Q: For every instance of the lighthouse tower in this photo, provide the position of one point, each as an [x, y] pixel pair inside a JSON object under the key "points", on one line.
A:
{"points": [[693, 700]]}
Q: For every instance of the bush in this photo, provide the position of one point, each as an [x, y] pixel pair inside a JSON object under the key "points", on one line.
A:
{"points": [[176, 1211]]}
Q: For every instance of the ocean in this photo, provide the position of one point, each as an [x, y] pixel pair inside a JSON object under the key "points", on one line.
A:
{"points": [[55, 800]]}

Exercise description
Repeat only the stretch of lines that begins at the line containing "Q: For every instance of the bush" and ends at the last line above, both included.

Task answer
Q: For every instance of the bush in this photo, provide the position of one point, each as an [x, y] pixel pair inside a JSON object under the key "points", on one line.
A:
{"points": [[176, 1211]]}
Q: For every instance of the ocean in this photo, provide the position of one point, each as an [x, y] pixel pair inside a JSON object under the key "points", on one line.
A:
{"points": [[55, 800]]}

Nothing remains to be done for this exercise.